'''

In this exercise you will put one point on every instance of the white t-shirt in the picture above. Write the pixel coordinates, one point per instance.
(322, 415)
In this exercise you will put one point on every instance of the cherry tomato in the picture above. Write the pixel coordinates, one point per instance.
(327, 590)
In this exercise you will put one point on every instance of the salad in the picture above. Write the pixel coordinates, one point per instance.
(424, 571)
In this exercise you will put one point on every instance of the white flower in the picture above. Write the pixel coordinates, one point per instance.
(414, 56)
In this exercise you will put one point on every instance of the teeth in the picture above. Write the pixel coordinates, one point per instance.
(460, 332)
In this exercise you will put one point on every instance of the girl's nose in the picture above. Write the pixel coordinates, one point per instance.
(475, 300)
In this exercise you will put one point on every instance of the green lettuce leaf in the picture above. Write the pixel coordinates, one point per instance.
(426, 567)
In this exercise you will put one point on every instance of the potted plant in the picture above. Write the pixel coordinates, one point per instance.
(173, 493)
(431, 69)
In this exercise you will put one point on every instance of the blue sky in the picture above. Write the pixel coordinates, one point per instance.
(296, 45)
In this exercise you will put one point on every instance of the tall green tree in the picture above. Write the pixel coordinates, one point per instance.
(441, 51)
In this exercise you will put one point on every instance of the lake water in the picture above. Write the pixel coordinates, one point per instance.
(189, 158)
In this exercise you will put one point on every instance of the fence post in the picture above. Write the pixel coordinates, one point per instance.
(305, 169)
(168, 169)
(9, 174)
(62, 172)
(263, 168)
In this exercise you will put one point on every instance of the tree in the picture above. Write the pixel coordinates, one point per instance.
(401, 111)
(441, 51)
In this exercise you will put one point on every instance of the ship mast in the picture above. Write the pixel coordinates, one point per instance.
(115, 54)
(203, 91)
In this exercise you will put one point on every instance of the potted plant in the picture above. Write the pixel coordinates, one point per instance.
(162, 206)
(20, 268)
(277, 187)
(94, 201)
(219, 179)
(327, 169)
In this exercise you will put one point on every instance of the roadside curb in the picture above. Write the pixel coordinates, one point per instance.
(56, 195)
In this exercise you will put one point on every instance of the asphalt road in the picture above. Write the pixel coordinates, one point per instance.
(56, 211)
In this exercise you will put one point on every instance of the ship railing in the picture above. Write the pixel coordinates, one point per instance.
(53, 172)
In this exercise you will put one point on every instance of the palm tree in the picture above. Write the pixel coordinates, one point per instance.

'''

Your answer must be an exact transcription of the lines from the one containing "the ship railing" through the last line of the records above, and nothing else.

> [Answer box]
In this exercise you will put one point on every instance of the ship railing in the picture above. Write the pixel coordinates, one point per instance.
(53, 172)
In this exercise you will put one point on every instance of the palm tree in the picture above. Write the pixel coordinates, one point per instance.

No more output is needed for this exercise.